Dataset records:
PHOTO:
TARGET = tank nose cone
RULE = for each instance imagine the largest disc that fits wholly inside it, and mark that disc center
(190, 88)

==

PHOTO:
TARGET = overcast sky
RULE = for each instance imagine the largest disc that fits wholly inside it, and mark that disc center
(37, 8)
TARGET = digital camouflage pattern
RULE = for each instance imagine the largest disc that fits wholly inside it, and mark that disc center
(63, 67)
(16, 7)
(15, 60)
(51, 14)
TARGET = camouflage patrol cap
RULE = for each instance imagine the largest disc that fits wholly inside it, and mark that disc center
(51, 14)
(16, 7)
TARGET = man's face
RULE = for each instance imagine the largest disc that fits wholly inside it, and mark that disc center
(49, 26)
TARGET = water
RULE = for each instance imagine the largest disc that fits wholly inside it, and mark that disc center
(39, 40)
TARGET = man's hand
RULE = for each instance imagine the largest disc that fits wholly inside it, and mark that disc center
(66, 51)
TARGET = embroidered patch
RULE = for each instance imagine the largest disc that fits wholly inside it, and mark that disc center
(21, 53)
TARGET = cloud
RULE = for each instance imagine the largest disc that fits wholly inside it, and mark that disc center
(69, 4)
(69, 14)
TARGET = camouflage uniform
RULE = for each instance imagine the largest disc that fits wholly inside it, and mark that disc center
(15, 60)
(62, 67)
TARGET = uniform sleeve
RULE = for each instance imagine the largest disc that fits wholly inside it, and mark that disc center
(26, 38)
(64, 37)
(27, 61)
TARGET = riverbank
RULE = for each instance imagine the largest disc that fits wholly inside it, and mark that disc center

Given task:
State only the number of lines in the material above that contain the string "camouflage".

Full output:
3